++++ AUSGEWÄHLTER TEXTAUSZUG ++++

Vor Abstimmung zur Massentierhaltung nehmen Tierschützer Grossverteiler ins Visier
Detailhändler sollen weniger Fleisch anbieten

Eine Kampagne fordert mehr Einsatz fürs Tierwohl von den hiesigen Grossverteilern. Diese sehen auch Konsumentinnen und Konsumenten in der Pflicht.
Publiziert: 24.07.2022 um 17:57 Uhr
Dana Liechti

Am 25. September geht es um die Wurst: Dann kommt die Initiative gegen Massentierhaltung vors Volk. Sie will – wie es ihr Name schon verrät – die Massentierhaltung in der Schweiz abschaffen und das Tierwohl stärken. Nebst kleineren Tierbeständen pro Stall und Hof fordert die Initiative unter anderem Einstreu und Auslauf im Freien für alle Nutztiere sowie eine bessere Kontrolle des Betäubungsvorgangs bei der Schlachtung. Unterstützung finden diese Punkte etwa bei SP-Ständerat Daniel Jositsch, Grünen-Nationalrätin Meret Schneider oder GLP-Nationalrätin Kathrin Bertschy.

++++

• **ARBEITSANWEISUNG 1**
Geben Sie aus den Datensätzen die Zeilen ab der Zeile mit „Where can the dirt“ bis einschließlich der Zeile mit „point(228, 180)“ wortgetreu wieder.
Der Artikel und die Datensätze haben unterschiedliche Herkunft.

++++ AUFGEFÜHRTE EINTRÄGE ++++

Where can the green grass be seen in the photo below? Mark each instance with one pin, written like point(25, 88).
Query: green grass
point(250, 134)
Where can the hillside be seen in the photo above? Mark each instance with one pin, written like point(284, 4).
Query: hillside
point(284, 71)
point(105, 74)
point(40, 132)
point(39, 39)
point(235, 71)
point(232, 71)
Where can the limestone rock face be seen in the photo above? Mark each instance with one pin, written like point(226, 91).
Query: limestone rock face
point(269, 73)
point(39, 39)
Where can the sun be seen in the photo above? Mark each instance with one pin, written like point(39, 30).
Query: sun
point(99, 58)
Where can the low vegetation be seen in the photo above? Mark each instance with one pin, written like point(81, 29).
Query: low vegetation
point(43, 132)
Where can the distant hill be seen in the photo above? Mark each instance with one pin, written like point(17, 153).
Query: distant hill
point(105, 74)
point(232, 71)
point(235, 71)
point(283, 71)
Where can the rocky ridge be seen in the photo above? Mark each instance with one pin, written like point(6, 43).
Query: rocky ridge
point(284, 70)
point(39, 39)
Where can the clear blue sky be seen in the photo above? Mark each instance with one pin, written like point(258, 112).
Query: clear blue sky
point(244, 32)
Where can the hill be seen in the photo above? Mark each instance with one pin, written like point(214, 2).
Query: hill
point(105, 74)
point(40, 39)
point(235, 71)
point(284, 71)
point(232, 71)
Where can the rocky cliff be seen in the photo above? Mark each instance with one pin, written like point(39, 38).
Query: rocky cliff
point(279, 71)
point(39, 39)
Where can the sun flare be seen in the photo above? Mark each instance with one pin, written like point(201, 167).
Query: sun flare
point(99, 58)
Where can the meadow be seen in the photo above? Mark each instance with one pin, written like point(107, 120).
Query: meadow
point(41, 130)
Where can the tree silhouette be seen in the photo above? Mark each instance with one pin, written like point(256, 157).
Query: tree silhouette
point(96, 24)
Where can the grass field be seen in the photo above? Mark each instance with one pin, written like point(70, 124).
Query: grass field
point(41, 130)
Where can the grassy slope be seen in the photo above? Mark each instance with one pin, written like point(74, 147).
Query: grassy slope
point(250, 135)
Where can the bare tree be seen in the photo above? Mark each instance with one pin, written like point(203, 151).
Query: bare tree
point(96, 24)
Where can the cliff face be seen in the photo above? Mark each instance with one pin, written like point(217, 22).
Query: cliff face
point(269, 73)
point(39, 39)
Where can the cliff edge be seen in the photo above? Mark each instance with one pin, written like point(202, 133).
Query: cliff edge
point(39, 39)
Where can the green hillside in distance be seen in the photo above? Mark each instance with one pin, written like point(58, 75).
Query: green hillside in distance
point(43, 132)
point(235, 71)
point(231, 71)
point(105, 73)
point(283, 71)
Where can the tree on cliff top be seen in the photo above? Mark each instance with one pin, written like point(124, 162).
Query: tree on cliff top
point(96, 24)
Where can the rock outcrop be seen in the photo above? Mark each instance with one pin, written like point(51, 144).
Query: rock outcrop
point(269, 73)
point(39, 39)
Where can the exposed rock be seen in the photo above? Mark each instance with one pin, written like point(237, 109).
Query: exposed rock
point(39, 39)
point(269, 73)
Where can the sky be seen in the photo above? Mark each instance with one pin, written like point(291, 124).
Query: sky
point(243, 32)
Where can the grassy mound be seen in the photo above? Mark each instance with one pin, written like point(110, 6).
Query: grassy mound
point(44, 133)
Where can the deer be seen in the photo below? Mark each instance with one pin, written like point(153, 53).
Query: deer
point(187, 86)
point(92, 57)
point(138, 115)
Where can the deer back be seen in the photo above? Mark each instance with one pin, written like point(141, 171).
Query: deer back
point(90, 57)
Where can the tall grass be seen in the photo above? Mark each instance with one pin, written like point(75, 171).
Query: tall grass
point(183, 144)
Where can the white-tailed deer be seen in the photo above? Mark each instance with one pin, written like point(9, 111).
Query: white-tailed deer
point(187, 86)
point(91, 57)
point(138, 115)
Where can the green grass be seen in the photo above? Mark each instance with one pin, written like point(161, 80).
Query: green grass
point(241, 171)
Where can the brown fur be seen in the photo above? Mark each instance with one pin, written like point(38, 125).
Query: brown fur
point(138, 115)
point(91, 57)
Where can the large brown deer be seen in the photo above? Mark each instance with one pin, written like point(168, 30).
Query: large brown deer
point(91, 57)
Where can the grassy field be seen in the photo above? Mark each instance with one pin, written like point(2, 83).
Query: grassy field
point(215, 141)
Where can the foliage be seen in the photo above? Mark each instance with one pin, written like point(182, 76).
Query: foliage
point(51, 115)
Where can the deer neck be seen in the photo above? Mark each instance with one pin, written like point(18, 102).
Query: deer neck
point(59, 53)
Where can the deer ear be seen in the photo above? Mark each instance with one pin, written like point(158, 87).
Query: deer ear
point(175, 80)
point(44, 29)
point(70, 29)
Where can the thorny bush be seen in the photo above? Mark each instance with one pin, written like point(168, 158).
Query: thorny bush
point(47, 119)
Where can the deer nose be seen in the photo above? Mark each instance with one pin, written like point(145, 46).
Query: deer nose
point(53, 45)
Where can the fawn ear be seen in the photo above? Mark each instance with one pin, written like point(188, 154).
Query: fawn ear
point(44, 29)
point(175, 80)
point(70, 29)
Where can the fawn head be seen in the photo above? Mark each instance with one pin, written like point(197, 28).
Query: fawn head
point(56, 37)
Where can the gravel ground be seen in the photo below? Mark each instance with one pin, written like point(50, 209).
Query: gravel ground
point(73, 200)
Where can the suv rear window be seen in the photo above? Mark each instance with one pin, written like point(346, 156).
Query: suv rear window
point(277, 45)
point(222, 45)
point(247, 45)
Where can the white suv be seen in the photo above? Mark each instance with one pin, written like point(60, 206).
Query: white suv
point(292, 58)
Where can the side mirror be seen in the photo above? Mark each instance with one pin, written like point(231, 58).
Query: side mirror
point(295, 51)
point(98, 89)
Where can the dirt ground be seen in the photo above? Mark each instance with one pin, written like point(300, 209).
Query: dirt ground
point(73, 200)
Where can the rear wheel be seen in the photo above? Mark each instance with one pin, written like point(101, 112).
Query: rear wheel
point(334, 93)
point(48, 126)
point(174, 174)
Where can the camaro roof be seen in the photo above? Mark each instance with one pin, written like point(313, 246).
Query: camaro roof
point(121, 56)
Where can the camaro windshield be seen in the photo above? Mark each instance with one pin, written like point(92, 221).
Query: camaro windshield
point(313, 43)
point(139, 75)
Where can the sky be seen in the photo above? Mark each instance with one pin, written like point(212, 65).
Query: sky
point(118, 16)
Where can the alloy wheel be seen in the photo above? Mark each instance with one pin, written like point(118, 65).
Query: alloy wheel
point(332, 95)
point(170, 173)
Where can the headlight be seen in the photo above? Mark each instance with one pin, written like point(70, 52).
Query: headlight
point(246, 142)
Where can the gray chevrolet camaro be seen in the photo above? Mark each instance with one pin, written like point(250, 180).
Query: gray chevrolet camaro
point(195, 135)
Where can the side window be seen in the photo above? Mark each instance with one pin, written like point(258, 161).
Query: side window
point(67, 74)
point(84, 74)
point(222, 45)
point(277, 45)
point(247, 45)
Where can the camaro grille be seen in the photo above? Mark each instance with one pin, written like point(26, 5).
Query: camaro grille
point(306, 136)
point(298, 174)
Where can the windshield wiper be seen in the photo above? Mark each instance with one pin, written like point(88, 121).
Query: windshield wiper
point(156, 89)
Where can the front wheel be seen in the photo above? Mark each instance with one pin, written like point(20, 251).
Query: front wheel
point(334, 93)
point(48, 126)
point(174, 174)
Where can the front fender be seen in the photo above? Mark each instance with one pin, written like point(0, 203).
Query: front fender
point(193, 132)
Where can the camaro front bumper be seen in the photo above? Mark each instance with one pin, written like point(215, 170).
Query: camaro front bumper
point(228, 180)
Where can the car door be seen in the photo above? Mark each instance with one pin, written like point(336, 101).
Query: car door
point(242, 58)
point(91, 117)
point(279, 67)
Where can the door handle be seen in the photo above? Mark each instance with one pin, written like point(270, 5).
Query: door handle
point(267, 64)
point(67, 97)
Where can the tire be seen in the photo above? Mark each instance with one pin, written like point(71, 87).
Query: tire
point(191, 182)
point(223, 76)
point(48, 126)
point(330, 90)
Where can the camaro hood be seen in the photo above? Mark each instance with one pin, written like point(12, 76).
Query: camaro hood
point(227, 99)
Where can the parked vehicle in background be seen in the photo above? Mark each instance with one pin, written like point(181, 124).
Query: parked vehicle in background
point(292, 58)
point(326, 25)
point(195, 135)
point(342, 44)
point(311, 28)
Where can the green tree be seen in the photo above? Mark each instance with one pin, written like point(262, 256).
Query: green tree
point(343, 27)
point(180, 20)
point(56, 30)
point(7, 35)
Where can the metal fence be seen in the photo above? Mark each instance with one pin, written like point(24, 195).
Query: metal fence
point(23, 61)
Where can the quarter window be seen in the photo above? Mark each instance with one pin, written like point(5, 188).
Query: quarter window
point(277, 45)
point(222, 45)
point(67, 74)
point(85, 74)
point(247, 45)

++++

• **ARBEITSANWEISUNG 2**
An welchem Datum kommt die Initiative gegen Massentierhaltung laut dem Artikel vors Volk?

• **RICHTIGE ANTWORT 1**
Where can the dirt ground be seen in the photo above? Mark each instance with one pin, written like point(300, 209).
Query: dirt ground
point(73, 200)
Where can the rear wheel be seen in the photo above? Mark each instance with one pin, written like point(101, 112).
Query: rear wheel
point(334, 93)
point(48, 126)
point(174, 174)
Where can the camaro roof be seen in the photo above? Mark each instance with one pin, written like point(313, 246).
Query: camaro roof
point(121, 56)
Where can the camaro windshield be seen in the photo above? Mark each instance with one pin, written like point(92, 221).
Query: camaro windshield
point(313, 43)
point(139, 75)
Where can the sky be seen in the photo above? Mark each instance with one pin, written like point(212, 65).
Query: sky
point(118, 16)
Where can the alloy wheel be seen in the photo above? Mark each instance with one pin, written like point(118, 65).
Query: alloy wheel
point(332, 95)
point(170, 173)
Where can the headlight be seen in the photo above? Mark each instance with one pin, written like point(70, 52).
Query: headlight
point(246, 142)
Where can the gray chevrolet camaro be seen in the photo above? Mark each instance with one pin, written like point(250, 180).
Query: gray chevrolet camaro
point(195, 135)
Where can the side window be seen in the photo above? Mark each instance with one pin, written like point(258, 161).
Query: side window
point(67, 74)
point(84, 74)
point(222, 45)
point(277, 45)
point(247, 45)
Where can the camaro grille be seen in the photo above? Mark each instance with one pin, written like point(26, 5).
Query: camaro grille
point(306, 136)
point(298, 174)
Where can the windshield wiper be seen in the photo above? Mark each instance with one pin, written like point(88, 121).
Query: windshield wiper
point(156, 89)
Where can the front wheel be seen in the photo above? Mark each instance with one pin, written like point(20, 251).
Query: front wheel
point(334, 93)
point(48, 126)
point(174, 174)
Where can the front fender be seen in the photo above? Mark each instance with one pin, written like point(0, 203).
Query: front fender
point(193, 132)
Where can the camaro front bumper be seen in the photo above? Mark each instance with one pin, written like point(215, 170).
Query: camaro front bumper
point(228, 180)

• **RICHTIGE ANTWORT 2**
Am 25. September.